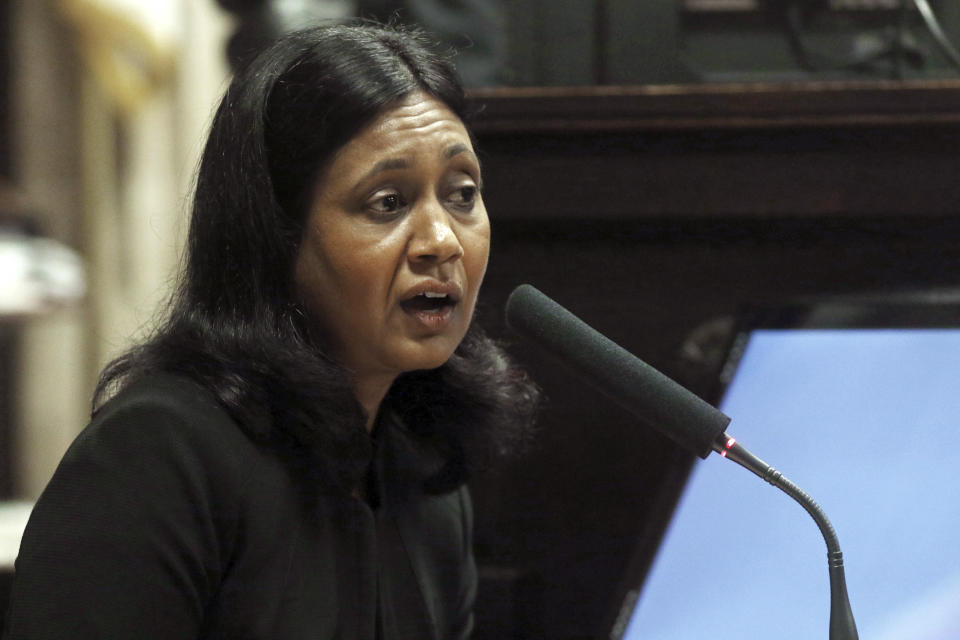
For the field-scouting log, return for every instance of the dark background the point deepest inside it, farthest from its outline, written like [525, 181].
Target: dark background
[657, 215]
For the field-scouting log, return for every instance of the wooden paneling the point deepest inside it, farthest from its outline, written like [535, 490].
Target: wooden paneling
[653, 212]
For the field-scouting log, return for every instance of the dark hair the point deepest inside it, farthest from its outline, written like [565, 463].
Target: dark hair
[235, 325]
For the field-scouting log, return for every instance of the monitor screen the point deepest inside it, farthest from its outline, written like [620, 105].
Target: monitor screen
[866, 421]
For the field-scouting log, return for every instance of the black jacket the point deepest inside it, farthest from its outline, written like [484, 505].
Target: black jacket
[164, 520]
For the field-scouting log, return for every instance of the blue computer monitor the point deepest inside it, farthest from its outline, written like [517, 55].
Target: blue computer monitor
[860, 407]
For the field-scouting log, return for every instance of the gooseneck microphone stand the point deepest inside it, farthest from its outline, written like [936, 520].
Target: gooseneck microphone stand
[842, 625]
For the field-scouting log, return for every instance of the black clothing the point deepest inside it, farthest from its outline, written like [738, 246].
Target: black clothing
[164, 520]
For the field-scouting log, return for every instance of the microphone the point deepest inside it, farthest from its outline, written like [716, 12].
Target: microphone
[666, 406]
[657, 400]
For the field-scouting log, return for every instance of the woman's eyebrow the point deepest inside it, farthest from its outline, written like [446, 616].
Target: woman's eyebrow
[386, 165]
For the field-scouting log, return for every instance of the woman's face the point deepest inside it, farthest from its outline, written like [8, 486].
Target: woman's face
[396, 242]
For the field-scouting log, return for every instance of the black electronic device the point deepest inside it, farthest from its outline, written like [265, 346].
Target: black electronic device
[856, 399]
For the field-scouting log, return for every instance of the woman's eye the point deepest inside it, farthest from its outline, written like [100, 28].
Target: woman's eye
[387, 204]
[464, 197]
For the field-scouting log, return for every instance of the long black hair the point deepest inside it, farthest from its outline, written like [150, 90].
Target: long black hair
[235, 325]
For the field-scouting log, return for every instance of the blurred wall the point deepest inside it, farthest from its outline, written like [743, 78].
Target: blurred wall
[108, 171]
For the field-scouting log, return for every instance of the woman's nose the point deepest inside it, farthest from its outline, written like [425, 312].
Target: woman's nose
[434, 239]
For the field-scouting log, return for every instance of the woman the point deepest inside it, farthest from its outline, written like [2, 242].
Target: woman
[286, 457]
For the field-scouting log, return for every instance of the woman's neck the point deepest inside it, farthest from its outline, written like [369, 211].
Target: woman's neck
[370, 392]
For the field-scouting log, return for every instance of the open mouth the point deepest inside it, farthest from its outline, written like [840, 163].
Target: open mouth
[428, 302]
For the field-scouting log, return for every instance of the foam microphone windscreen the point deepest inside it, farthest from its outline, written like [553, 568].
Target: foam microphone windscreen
[657, 400]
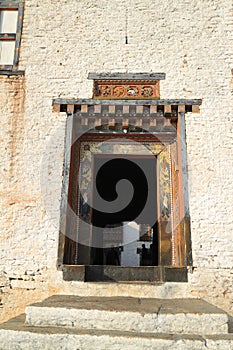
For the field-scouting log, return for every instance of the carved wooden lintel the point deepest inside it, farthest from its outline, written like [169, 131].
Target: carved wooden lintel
[126, 89]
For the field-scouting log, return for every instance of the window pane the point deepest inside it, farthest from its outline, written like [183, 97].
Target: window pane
[8, 21]
[7, 51]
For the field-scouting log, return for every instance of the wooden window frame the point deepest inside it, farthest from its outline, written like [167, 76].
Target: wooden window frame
[16, 37]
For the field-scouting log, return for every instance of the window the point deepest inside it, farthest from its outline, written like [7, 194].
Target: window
[11, 20]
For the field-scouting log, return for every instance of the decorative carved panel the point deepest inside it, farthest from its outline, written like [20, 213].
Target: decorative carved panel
[126, 89]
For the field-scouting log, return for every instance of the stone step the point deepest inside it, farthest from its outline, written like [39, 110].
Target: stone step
[15, 334]
[177, 316]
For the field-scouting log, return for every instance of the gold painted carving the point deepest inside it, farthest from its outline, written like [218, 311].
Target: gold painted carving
[126, 89]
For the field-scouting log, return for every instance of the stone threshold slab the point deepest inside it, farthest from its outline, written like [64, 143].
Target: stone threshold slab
[14, 334]
[178, 316]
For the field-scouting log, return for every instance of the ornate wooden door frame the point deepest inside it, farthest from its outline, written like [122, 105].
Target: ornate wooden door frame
[160, 118]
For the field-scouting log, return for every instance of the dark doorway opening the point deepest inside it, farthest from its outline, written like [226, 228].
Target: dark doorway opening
[128, 236]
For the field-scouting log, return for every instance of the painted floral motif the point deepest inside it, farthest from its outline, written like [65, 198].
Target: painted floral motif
[164, 181]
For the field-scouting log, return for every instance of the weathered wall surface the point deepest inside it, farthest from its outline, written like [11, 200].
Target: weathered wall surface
[191, 41]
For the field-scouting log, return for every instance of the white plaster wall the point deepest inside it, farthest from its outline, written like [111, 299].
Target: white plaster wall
[191, 41]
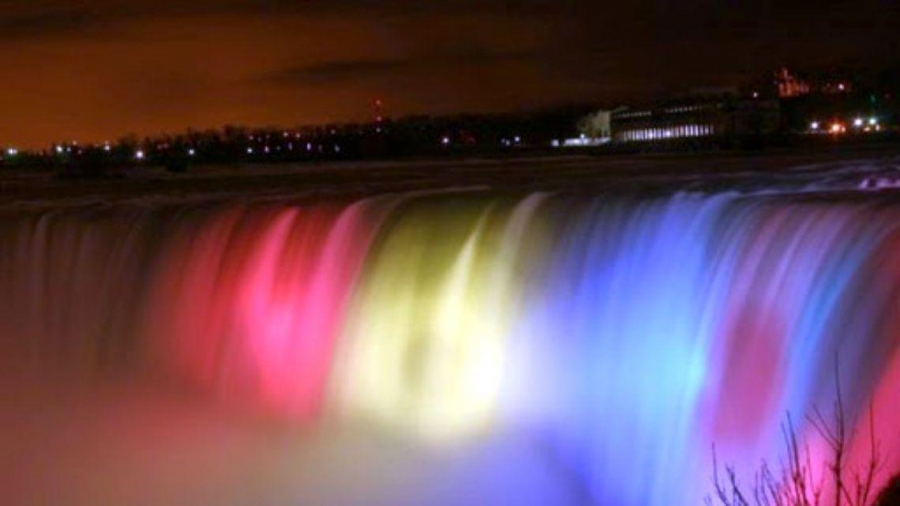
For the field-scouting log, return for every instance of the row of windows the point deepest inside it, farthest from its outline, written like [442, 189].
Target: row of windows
[673, 132]
[686, 108]
[634, 114]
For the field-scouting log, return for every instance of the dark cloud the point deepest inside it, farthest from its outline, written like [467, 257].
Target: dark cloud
[446, 63]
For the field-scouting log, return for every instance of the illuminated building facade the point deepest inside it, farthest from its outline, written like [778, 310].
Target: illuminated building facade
[696, 120]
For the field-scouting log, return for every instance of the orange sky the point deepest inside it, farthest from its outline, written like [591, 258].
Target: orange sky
[97, 70]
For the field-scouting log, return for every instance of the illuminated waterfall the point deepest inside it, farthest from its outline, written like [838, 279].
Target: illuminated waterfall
[624, 335]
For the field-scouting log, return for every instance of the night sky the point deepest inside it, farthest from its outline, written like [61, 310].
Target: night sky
[98, 69]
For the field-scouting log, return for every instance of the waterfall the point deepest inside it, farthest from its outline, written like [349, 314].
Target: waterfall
[624, 335]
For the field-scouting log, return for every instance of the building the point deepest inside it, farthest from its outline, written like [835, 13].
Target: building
[696, 119]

┄┄┄┄┄┄┄┄┄┄┄┄┄┄┄┄┄┄┄┄

WORK TO COMPLETE |
Please copy out every line of the entries above verbatim, leaving out the pictures.

RESULT FOR THIS TASK |
For the field-scouting log, return for every instance of the dark background the point deepest inside it, farthest from its outline, written like [525, 181].
Target: dark background
[657, 215]
For the field-scouting log, return for every instance of the wooden paneling the point deepest inside it, farthest from its outline, written like [535, 490].
Target: wooden paneling
[653, 212]
For the field-scouting log, return for every instance of the dark hair the point deepest inside it, farthest from its outline, written like [565, 463].
Target: dark hair
[235, 325]
For the field-scouting log, return for every instance of the monitor screen the point deepest inside it, farthest from its outline, written like [620, 105].
Target: monitor screen
[866, 421]
For the field-scouting log, return for every instance of the black jacket the point deepest inside it, farthest from its outline, written like [484, 505].
Target: black jacket
[164, 520]
For the field-scouting log, return for every instance of the blue computer monitor the point deepest inside it, farthest from its outline, written like [517, 55].
Target: blue computer monitor
[860, 407]
For the field-scouting log, return for every instance of the gooseneck microphone stand the point deepest inside it, farthest from its outline, written like [936, 520].
Target: gooseneck microphone stand
[842, 625]
For the field-scouting log, return for every instance of the black clothing the point deepest inside it, farthest from its outline, written like [738, 246].
Target: black clothing
[164, 520]
For the field-scouting log, return for every instance of the microphone the point deepest inside it, farthest from its outline, written like [716, 12].
Target: microphone
[666, 406]
[657, 400]
For the field-scouting log, return for every instance of the woman's eyebrow the point deepest inside it, farthest from its outline, written like [446, 616].
Target: woman's eyebrow
[386, 165]
For the field-scouting log, return for every instance of the woman's face the point deepest inside it, farthest from its outline, written like [8, 486].
Target: woman's face
[396, 242]
For the field-scouting log, return for every instance of the black electronic device the point deepest inside it, farthest from its outline, written like [265, 346].
Target: black electronic device
[856, 399]
For the field-scouting log, return for every instance of the woman's eye the point deepest inside it, farthest from its outline, written like [100, 28].
Target: woman's eye
[387, 204]
[464, 197]
For the field-scouting log, return for every instance of the long black hair the point deepest inside it, farthest from its outline, written like [150, 90].
Target: long black hair
[235, 325]
For the field-scouting log, return for every instance of the blurred wall the point deepest inside it, farthest from its outline, written like [743, 78].
Target: blurred wall
[108, 171]
For the field-scouting log, return for every instance of the woman's nose the point deepest inside it, farthest from its outline, written like [425, 312].
Target: woman's nose
[434, 239]
For the field-scouting log, return for every instance of the woman the point deepest inside it, farthest from its outline, written like [2, 242].
Target: woman
[286, 457]
For the field-scouting log, return for every instance of the woman's neck the point deepest inside it, farthest from its outline, written like [369, 211].
Target: woman's neck
[370, 392]
For the field-scouting log, return for every instance of the open mouth the point deepest inside it, farthest from its outline, written like [840, 163].
Target: open mouth
[428, 302]
For the field-scouting log, return for every instance of the foam microphone windscreen the point deepest inside it, farthest from its outline, written like [553, 568].
Target: foam microphone windscreen
[657, 400]
For the field-scouting log, return for every instance of the carved wooden lintel the point deepest inside it, farthest from its outline, written like [169, 131].
Target: carved wooden lintel
[126, 89]
For the field-scouting log, return for every instance of the window pane the point deepest inside it, farthest from its outline, written like [183, 97].
Target: window pane
[8, 21]
[7, 51]
For the field-scouting log, return for every instance of the wooden window frame the point deepest inside it, farthest from its outline, written like [167, 76].
Target: wooden window frame
[16, 37]
For the field-scouting log, return for every instance of the window the point deepest inside it, farthest from its outline, written like [7, 194].
Target: window
[11, 20]
For the field-scouting log, return for every instance of the decorative carved panel the point deepest inside it, farthest from its outline, written like [20, 213].
Target: decorative carved panel
[126, 89]
For the field-scouting log, return for every instance of the stone step the point deepest inside it, farthest from its outline, written like [39, 110].
Target: stone step
[15, 334]
[177, 316]
For the field-scouting log, return for every instance of the gold painted carving the point deepest inside it, farthest from its outline, written like [218, 311].
Target: gold painted carving
[126, 89]
For the field-scouting log, return for every instance of the stone threshold slab the point deepest inside it, farthest from its outline, written like [64, 143].
Target: stone threshold slab
[14, 334]
[178, 316]
For the field-scouting log, return for every instance of the ornate wooden door frame the point deepest inside it, farthest from its outline, written like [122, 105].
Target: ornate wooden door frame
[160, 118]
For the field-scouting log, return for every instance of the dark doorway opening the point deepest inside it, farthest from its outline, written like [226, 228].
Target: dark doorway opening
[128, 236]
For the field-scouting log, return for every instance of the painted floral motif the point deepest inside it, farthest from its outline, written like [65, 198].
Target: painted floral motif
[164, 181]
For the field-scouting log, return for every instance of the weathered wall surface the point deepest inside it, farthest from its outline, written like [11, 200].
Target: weathered wall surface
[191, 41]
For the field-scouting log, return for every instance of the white plaster wall the point deepest inside it, farthest from its outline, written like [111, 299].
Target: white plaster wall
[191, 41]
For the field-scouting log, return for every instance of the row of windows the point deepest inside it, farthest from its outline, written like [442, 189].
Target: row of windows
[673, 132]
[686, 108]
[634, 114]
For the field-scouting log, return for every instance of the dark cloud the point deepest inside it, farthest from its outline, written like [467, 257].
Target: dark cloud
[446, 63]
For the field-scouting log, return for every instance of the illuminated building facade the point deepest inside it, farthest from its outline, written like [778, 310].
Target: illuminated building facade
[696, 120]
For the field-scouting log, return for every instance of the orange sky the point deepest inside it, farthest from its outline, written like [591, 258].
Target: orange sky
[97, 70]
For the field-scouting log, return for every instance of the illuminated waterfall the point deepest inside it, farthest from its outline, written like [838, 279].
Target: illuminated waterfall
[624, 335]
For the field-scouting log, return for every instance of the night sky the point deepest inside it, farthest from its outline, written like [61, 310].
Target: night sky
[98, 69]
For the field-scouting log, return for every instance of the waterfall the point deepest inside it, farthest from its outline, written like [349, 314].
Target: waterfall
[624, 335]
For the field-scouting log, return for every instance of the building the point deepest inside it, farthest from its outline, written like [835, 13].
Target: building
[696, 119]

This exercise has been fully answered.